▶ Quoted text:
——
Direct field calculation (only if src and rec are in the same layer):

• If True, direct field is calculated analytically in the frequency domain.

• If False, direct field is calculated in the wavenumber domain.

• If None, direct field is excluded from the calculation, and only reflected fields are returned (secondary field).

Defaults to False.

loop{None, ‘freq’, ‘off’}, optional

Define if to calculate everything vectorized or if to loop over frequencies (‘freq’) or over offsets (‘off’), default is None. It always loops over frequencies if ht=’qwe’ or if pts_per_dec=-1. Calculating everything vectorized is fast for few offsets OR for few frequencies. However, if you calculate many frequencies for many offsets, it might be faster to loop over frequencies. Only comparing the different versions will yield the answer for your specific problem at hand!

Returns
EMEMArray, (nfreqtime, nrec, nsrc)

Frequency- or time-domain EM field (depending on signal):

• If rec is electric, returns E [V/m].

• If rec is magnetic, returns H [A/m].
——
▶ Stated problem A:
According to the parameter documentation, in which cases does the calculation always loop over frequencies?

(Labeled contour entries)
——
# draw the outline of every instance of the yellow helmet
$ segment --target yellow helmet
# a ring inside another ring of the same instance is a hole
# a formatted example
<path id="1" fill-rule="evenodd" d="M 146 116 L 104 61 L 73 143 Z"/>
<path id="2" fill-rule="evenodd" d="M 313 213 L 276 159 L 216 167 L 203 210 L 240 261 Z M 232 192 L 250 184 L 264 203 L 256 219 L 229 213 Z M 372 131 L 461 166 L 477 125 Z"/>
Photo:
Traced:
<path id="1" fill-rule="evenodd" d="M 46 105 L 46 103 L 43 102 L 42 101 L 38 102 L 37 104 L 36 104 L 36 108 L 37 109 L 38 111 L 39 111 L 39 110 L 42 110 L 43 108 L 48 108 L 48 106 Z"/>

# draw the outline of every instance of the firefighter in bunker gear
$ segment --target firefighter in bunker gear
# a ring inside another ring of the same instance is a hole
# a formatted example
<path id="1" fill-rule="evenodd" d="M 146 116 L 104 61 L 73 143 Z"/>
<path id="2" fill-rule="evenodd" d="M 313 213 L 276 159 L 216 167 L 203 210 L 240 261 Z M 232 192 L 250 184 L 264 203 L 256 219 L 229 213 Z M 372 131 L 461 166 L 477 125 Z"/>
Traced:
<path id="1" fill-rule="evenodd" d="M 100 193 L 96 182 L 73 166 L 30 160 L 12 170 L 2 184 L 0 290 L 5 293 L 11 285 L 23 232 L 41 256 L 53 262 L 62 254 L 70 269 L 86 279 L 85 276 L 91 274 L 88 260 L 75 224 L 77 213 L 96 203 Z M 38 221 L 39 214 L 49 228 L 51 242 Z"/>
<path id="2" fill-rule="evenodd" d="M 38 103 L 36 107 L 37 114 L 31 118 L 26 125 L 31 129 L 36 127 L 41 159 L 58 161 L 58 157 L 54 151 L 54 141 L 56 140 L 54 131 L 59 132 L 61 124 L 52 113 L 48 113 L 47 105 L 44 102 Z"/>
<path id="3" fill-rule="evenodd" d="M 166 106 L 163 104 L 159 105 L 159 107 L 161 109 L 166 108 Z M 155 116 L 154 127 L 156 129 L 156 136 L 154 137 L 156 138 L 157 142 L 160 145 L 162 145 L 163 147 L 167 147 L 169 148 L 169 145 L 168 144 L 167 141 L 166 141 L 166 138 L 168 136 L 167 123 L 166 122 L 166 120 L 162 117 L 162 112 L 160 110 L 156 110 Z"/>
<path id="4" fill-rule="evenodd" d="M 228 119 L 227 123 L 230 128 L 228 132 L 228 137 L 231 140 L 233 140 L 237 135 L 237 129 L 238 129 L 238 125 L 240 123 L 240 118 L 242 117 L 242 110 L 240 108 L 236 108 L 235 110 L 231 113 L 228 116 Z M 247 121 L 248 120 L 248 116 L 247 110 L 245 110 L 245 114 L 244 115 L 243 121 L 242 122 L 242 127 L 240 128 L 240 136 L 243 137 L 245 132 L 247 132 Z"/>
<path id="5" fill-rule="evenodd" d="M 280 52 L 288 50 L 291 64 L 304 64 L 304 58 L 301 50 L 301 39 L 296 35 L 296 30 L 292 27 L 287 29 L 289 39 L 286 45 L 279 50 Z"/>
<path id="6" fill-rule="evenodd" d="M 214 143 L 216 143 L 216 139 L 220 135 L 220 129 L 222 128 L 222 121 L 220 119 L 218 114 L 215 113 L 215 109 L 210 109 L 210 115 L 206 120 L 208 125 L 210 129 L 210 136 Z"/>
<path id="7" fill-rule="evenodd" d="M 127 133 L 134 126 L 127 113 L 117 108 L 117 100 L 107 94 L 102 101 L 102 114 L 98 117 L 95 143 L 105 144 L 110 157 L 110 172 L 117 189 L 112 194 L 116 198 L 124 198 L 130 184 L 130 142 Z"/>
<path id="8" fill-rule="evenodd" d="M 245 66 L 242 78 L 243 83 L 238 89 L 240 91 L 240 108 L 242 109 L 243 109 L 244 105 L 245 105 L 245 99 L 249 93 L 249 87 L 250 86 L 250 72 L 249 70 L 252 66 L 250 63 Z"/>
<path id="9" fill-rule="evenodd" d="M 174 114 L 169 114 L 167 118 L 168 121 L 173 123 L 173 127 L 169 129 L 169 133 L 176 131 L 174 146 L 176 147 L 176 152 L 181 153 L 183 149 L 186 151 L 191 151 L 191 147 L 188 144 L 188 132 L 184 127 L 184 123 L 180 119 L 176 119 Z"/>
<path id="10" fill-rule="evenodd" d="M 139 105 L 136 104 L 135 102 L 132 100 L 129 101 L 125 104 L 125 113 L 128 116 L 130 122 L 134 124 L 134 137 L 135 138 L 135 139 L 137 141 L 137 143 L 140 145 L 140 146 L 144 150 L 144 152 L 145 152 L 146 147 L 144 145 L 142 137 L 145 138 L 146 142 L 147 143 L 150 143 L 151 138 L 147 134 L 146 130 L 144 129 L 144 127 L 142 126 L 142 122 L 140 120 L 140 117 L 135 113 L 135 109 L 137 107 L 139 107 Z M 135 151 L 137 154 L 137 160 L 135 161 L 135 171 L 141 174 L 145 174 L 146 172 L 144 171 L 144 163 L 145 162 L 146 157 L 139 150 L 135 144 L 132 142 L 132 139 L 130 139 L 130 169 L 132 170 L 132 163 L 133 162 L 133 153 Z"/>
——
▶ Stated problem B:
In the rows, format the lines from the one containing "# draw the outline of every instance of the firefighter" up to and including the one containing "166 106 L 163" as a JSON list of strings, one string per line, omitting blank lines.

▶ Correct answer A:
It always loops over frequencies if ht='qwe' or if pts_per_dec=-1.

▶ Correct answer B:
[
  "# draw the outline of every instance of the firefighter in bunker gear",
  "$ segment --target firefighter in bunker gear",
  "# a ring inside another ring of the same instance is a hole",
  "# a formatted example",
  "<path id=\"1\" fill-rule=\"evenodd\" d=\"M 146 116 L 104 61 L 73 143 Z\"/>",
  "<path id=\"2\" fill-rule=\"evenodd\" d=\"M 313 213 L 276 159 L 216 167 L 203 210 L 240 261 Z M 232 192 L 250 184 L 264 203 L 256 219 L 229 213 Z M 372 131 L 461 166 L 477 125 Z\"/>",
  "Traced:",
  "<path id=\"1\" fill-rule=\"evenodd\" d=\"M 100 193 L 96 182 L 73 166 L 30 160 L 12 170 L 2 184 L 0 290 L 5 293 L 11 285 L 23 232 L 41 256 L 53 262 L 62 254 L 70 269 L 86 279 L 85 276 L 91 274 L 88 260 L 75 224 L 77 213 L 96 203 Z M 38 221 L 39 214 L 49 228 L 51 242 Z\"/>",
  "<path id=\"2\" fill-rule=\"evenodd\" d=\"M 38 103 L 36 107 L 37 114 L 31 118 L 26 125 L 31 129 L 36 127 L 41 159 L 58 161 L 58 157 L 54 151 L 54 141 L 56 140 L 54 131 L 59 132 L 61 124 L 52 113 L 48 113 L 47 105 L 44 102 Z\"/>",
  "<path id=\"3\" fill-rule=\"evenodd\" d=\"M 166 106 L 163 104 L 159 105 L 159 107 L 161 109 L 166 108 Z M 155 116 L 154 127 L 156 129 L 156 136 L 154 137 L 156 138 L 157 142 L 160 145 L 162 145 L 163 147 L 167 147 L 169 148 L 169 145 L 168 144 L 167 141 L 166 141 L 166 138 L 168 136 L 167 123 L 166 122 L 166 120 L 162 117 L 162 112 L 160 110 L 156 110 Z\"/>"
]